* [THE PROBLEM]: Report each line of the records below that contains the string "boxes", copying those lines in full.
----
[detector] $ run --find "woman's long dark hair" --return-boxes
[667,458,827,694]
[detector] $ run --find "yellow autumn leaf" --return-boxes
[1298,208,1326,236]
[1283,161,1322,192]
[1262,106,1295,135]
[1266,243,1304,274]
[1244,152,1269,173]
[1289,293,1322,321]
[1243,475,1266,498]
----
* [RESPONSE]:
[detector] $ run --find "woman's long dark hair" --return-boxes
[detector] $ run --find "yellow autumn leaf" --return-boxes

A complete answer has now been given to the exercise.